• Work required
Look through the listing underneath for "before", and copy every line that has it.
[Opening Materials provided section]
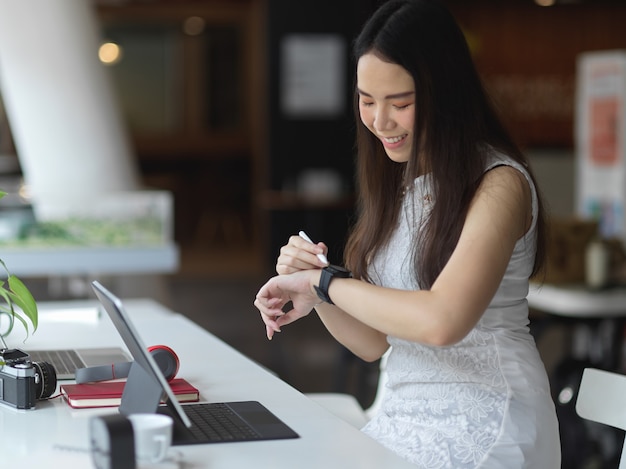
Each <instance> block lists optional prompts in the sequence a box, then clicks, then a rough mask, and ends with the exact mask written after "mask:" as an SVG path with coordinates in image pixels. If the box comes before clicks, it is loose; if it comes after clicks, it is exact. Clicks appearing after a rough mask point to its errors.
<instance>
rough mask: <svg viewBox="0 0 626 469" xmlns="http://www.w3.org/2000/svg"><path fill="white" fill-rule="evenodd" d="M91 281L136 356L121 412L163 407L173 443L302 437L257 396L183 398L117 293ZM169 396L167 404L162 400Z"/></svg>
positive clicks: (162, 412) (113, 323)
mask: <svg viewBox="0 0 626 469" xmlns="http://www.w3.org/2000/svg"><path fill="white" fill-rule="evenodd" d="M92 287H93V289H94V291H95V294H96V296H97V297H98V300H99V301H100V303H102V306H103V307H104V309H105V310H106V312H107V313H108V315H109V317H110V318H111V321H112V322H113V324H114V325H115V328H116V329H117V331H118V332H119V334H120V336H121V337H122V340H123V341H124V343H125V344H126V346H127V347H128V350H129V351H130V353H131V355H132V356H133V358H134V361H133V364H132V366H131V369H130V372H129V374H128V379H127V381H126V385H125V386H124V392H123V394H122V402H121V404H120V407H119V411H120V413H122V414H124V415H130V414H134V413H154V412H158V413H163V414H167V415H170V416H171V417H172V418H173V420H174V432H173V438H172V444H173V445H190V444H203V443H218V442H235V441H255V440H281V439H289V438H299V436H298V434H297V433H296V432H294V431H293V430H292V429H291V428H290V427H289V426H288V425H286V424H285V423H284V422H283V421H282V420H280V419H279V418H278V417H276V416H275V415H274V414H273V413H272V412H271V411H269V410H268V409H267V408H266V407H265V406H263V405H262V404H261V403H259V402H257V401H243V402H221V403H208V402H199V403H193V404H181V403H179V402H178V400H177V399H176V397H175V396H174V394H173V392H172V389H171V388H170V386H169V384H168V383H167V380H166V379H165V376H164V375H163V372H162V371H161V369H160V368H159V367H158V365H157V364H156V362H155V360H154V358H153V357H152V356H151V355H150V353H149V352H148V349H147V348H146V347H145V345H144V344H143V342H142V340H141V338H140V337H139V334H138V333H137V331H136V330H135V327H134V325H133V324H132V323H131V321H130V318H129V317H128V315H127V313H126V311H125V309H124V306H123V304H122V302H121V300H120V299H119V298H117V297H116V296H115V295H113V294H112V293H111V292H110V291H108V290H107V289H106V288H105V287H104V286H102V285H101V284H100V283H99V282H97V281H94V282H92ZM162 400H165V404H164V405H160V402H161V401H162Z"/></svg>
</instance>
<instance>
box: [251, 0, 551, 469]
mask: <svg viewBox="0 0 626 469" xmlns="http://www.w3.org/2000/svg"><path fill="white" fill-rule="evenodd" d="M354 52H355V58H356V59H357V68H356V76H357V83H356V94H355V107H356V109H357V111H358V112H357V117H358V118H357V123H358V131H357V143H358V161H357V164H358V188H359V217H358V220H357V223H356V225H355V227H354V229H353V231H352V233H351V235H350V238H349V240H348V243H347V248H346V254H345V264H346V267H347V268H348V269H349V270H351V272H352V277H353V278H350V277H348V276H347V275H348V274H346V273H345V272H343V271H342V270H341V269H336V268H333V267H331V268H328V267H326V266H325V265H324V263H323V262H322V261H320V260H319V259H318V257H317V254H320V253H323V254H325V253H326V250H327V249H326V246H325V245H324V244H323V243H319V244H317V245H316V244H312V243H309V242H307V241H306V240H304V239H302V238H301V237H297V236H293V237H291V238H290V240H289V243H288V244H287V245H286V246H284V247H283V248H282V249H281V253H280V256H279V258H278V261H277V266H276V270H277V272H278V273H279V274H280V275H278V276H277V277H274V278H272V279H270V280H269V281H268V282H267V283H266V284H265V285H264V286H263V287H262V288H261V289H260V291H259V293H258V294H257V297H256V300H255V305H256V307H257V308H258V309H259V311H260V312H261V317H262V318H263V321H264V323H265V325H266V330H267V335H268V338H271V337H272V335H273V334H274V333H275V332H279V331H280V328H281V327H282V326H284V325H286V324H289V323H291V322H293V321H295V320H297V319H299V318H300V317H302V316H305V315H307V314H308V313H309V312H310V311H311V310H312V309H313V308H315V310H316V311H317V314H318V315H319V317H320V318H321V320H322V321H323V323H324V324H325V326H326V328H327V329H328V330H329V331H330V332H331V334H333V336H334V337H335V338H336V339H337V340H338V341H339V342H341V343H342V344H343V345H345V346H346V347H347V348H349V349H350V350H351V351H352V352H354V353H355V354H356V355H358V356H359V357H361V358H363V359H364V360H376V359H378V358H380V357H381V356H382V355H383V354H384V353H385V352H386V351H387V349H388V348H389V347H390V346H391V351H390V353H389V356H388V361H387V367H386V371H387V374H388V384H387V388H386V391H385V393H384V398H383V403H382V406H381V410H380V412H379V413H378V414H377V415H376V416H375V417H374V418H373V419H372V420H371V421H370V422H369V423H368V424H367V425H366V426H365V428H364V429H363V431H364V432H365V433H367V434H369V435H371V436H372V437H373V438H375V439H376V440H378V441H379V442H380V443H382V444H383V445H385V446H387V447H389V448H391V449H392V450H394V451H396V452H397V453H398V454H400V455H401V456H403V457H405V458H406V459H408V460H410V461H412V462H413V463H415V464H416V465H417V466H418V467H423V468H455V469H458V468H477V467H481V468H507V469H512V468H527V467H528V468H541V469H551V468H559V467H560V444H559V435H558V423H557V420H556V413H555V409H554V405H553V402H552V400H551V397H550V390H549V384H548V379H547V376H546V372H545V368H544V365H543V363H542V361H541V359H540V357H539V354H538V352H537V349H536V345H535V342H534V340H533V338H532V336H531V335H530V333H529V330H528V305H527V302H526V295H527V293H528V282H529V277H531V276H532V275H534V274H536V273H537V272H538V271H539V270H540V268H541V263H542V259H543V254H544V233H543V211H542V206H541V202H540V199H539V196H538V193H537V189H536V184H535V181H534V178H533V176H532V174H531V170H530V168H529V167H528V164H527V162H526V160H525V158H524V156H523V155H522V154H521V153H520V151H519V150H518V149H517V148H516V146H515V145H514V143H513V142H512V140H511V138H510V137H509V136H508V134H507V132H506V131H505V130H504V128H503V126H502V125H501V124H500V122H499V120H498V118H497V116H496V115H495V113H494V111H493V110H492V108H491V106H490V104H489V102H488V99H487V98H486V96H485V93H484V91H483V88H482V85H481V83H480V80H479V78H478V75H477V73H476V71H475V68H474V65H473V63H472V60H471V57H470V53H469V50H468V48H467V44H466V42H465V40H464V37H463V34H462V32H461V31H460V29H459V28H458V26H457V25H456V23H455V21H454V19H453V18H452V16H451V15H450V14H449V13H448V11H447V10H446V9H445V8H444V7H443V6H442V5H441V4H440V3H439V2H438V1H437V0H391V1H389V2H387V3H385V4H384V5H383V6H382V7H381V8H380V9H379V10H378V11H377V12H376V13H375V14H374V16H373V17H372V18H371V19H370V20H369V21H368V22H367V24H366V25H365V27H364V29H363V31H362V32H361V34H360V35H359V37H358V38H357V40H356V42H355V46H354ZM289 301H292V302H293V309H291V310H290V311H288V312H287V313H284V312H283V311H282V307H283V306H284V305H285V304H286V303H287V302H289Z"/></svg>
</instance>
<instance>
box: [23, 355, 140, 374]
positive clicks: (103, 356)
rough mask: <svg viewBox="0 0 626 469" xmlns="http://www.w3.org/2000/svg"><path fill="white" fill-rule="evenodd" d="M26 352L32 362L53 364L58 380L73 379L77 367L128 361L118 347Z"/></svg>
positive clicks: (119, 362) (126, 356)
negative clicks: (58, 379)
mask: <svg viewBox="0 0 626 469" xmlns="http://www.w3.org/2000/svg"><path fill="white" fill-rule="evenodd" d="M26 353H28V354H29V355H30V358H31V360H32V361H34V362H47V363H50V364H51V365H52V366H54V370H55V371H56V374H57V379H60V380H67V379H75V378H76V370H77V369H78V368H86V367H90V366H100V365H110V364H112V363H120V362H128V361H130V357H129V356H128V354H127V353H126V352H124V350H122V349H121V348H120V347H102V348H77V349H58V350H56V349H54V350H28V351H26Z"/></svg>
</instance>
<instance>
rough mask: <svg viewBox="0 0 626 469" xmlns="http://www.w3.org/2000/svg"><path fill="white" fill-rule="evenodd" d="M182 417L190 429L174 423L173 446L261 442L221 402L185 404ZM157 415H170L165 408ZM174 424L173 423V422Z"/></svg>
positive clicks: (254, 431) (251, 431) (238, 419)
mask: <svg viewBox="0 0 626 469" xmlns="http://www.w3.org/2000/svg"><path fill="white" fill-rule="evenodd" d="M183 409H184V410H185V414H187V417H189V420H191V423H192V426H191V427H189V428H188V427H185V426H184V425H183V424H182V423H180V422H177V423H176V425H175V428H174V443H176V442H177V441H178V442H183V441H184V442H185V443H194V442H195V443H218V442H224V443H225V442H229V441H233V442H234V441H253V440H261V439H264V438H263V437H262V436H261V435H260V434H259V433H258V432H257V431H256V430H255V429H254V428H252V427H251V426H250V425H249V424H248V423H247V422H246V421H244V420H243V419H242V418H241V417H239V416H238V415H237V414H236V413H235V412H233V411H232V410H231V409H230V408H229V407H228V405H227V404H224V403H205V402H203V403H197V404H185V405H184V406H183ZM159 412H160V413H166V414H168V415H171V411H170V410H169V409H168V408H167V407H163V406H162V407H160V408H159ZM175 421H176V420H175Z"/></svg>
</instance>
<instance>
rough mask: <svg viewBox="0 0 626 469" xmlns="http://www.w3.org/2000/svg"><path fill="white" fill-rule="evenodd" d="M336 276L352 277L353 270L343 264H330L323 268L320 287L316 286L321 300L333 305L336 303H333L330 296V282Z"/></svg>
mask: <svg viewBox="0 0 626 469" xmlns="http://www.w3.org/2000/svg"><path fill="white" fill-rule="evenodd" d="M335 277H337V278H350V277H352V272H350V271H349V270H347V269H345V268H343V267H341V266H338V265H332V264H330V265H328V266H326V267H324V268H323V269H322V276H321V277H320V284H319V286H318V287H314V288H315V292H316V293H317V296H319V298H320V300H322V301H324V302H326V303H328V304H331V305H334V304H335V303H333V302H332V300H331V299H330V296H328V287H329V286H330V282H331V281H332V279H334V278H335Z"/></svg>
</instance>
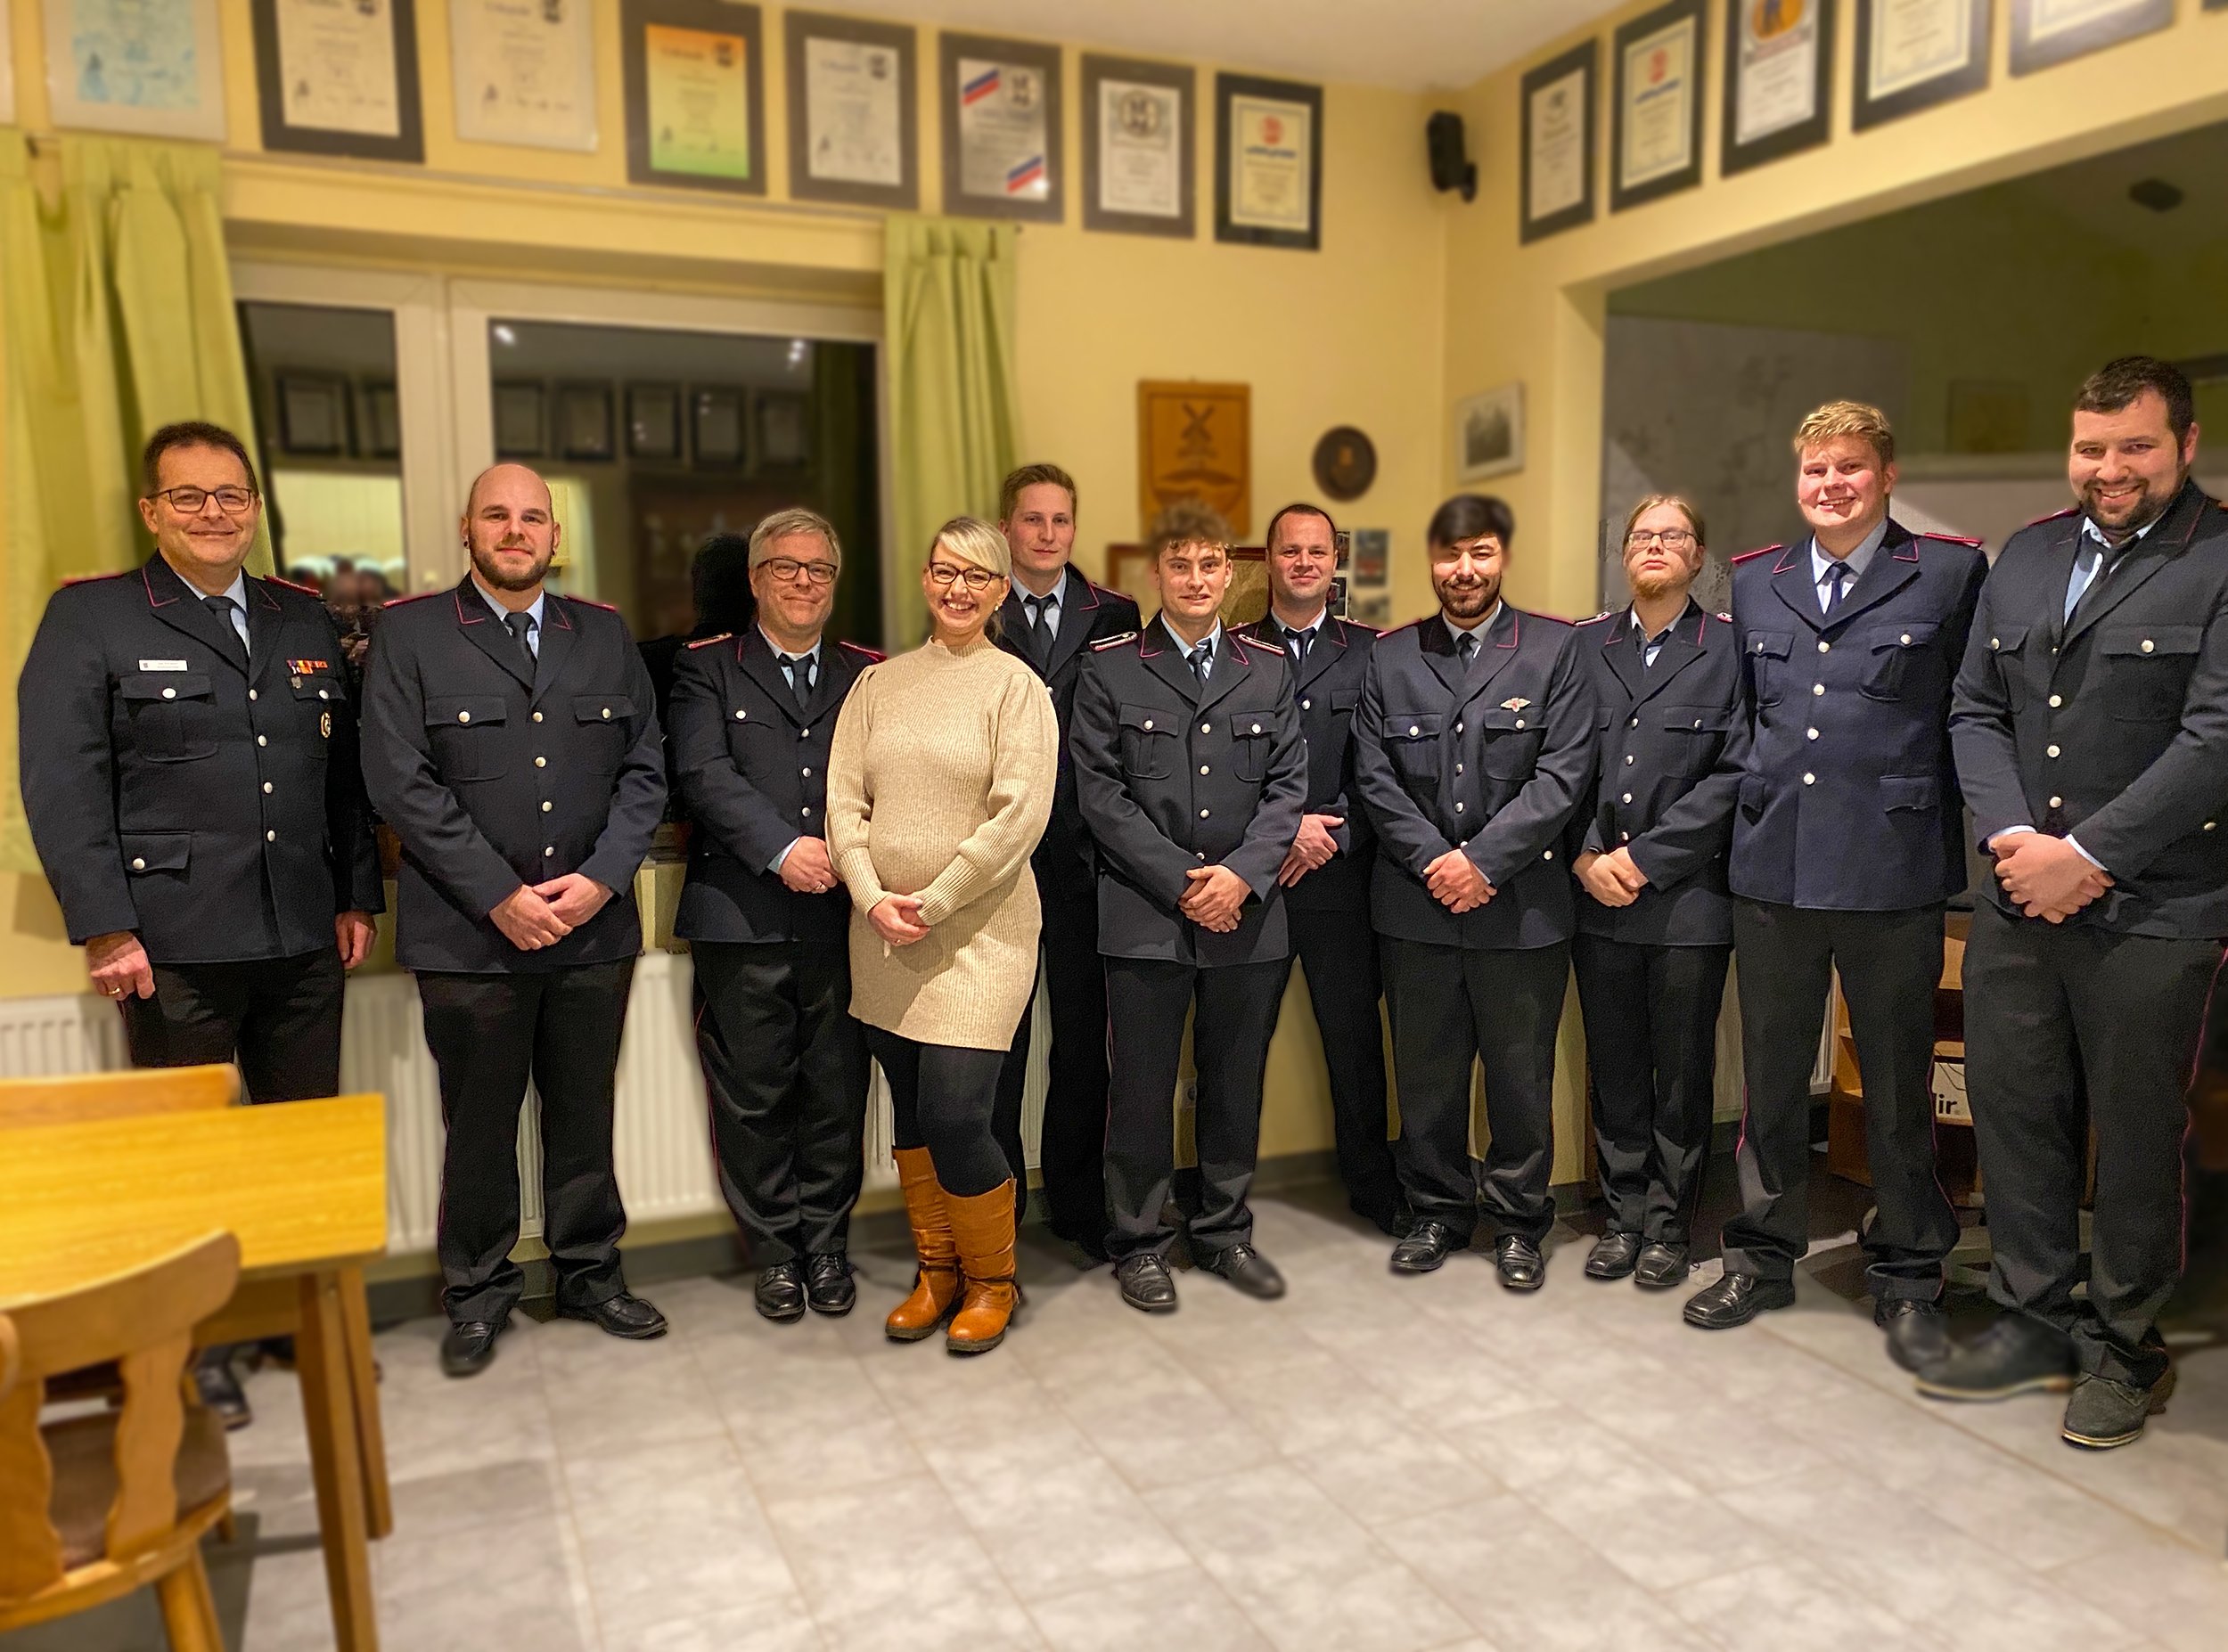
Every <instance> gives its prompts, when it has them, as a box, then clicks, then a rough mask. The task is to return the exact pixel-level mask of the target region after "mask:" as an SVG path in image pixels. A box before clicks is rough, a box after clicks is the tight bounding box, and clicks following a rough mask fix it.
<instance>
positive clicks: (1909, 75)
[Closing Materials provided section]
• Reply
Each <instance> block lists optional prompts in the sequence a box, then clicks, then a rough mask, and ends with the exact mask written after "mask:" as an SVG path with coordinates in image pixels. If the box comes before clicks, it is loose; if it comes after clicks, it is exact. Clicks appearing after a rough mask point to its errors.
Every <instance> gives its prompts, when it has them, as a box, then clicks, then a rough mask. The task is to return the exact pixel-level mask of the target region after "mask:" as an SVG path in image pixels. A box before clicks is rough, a box after clicks is the tight bounding box, and clicks following a rough mask fix it.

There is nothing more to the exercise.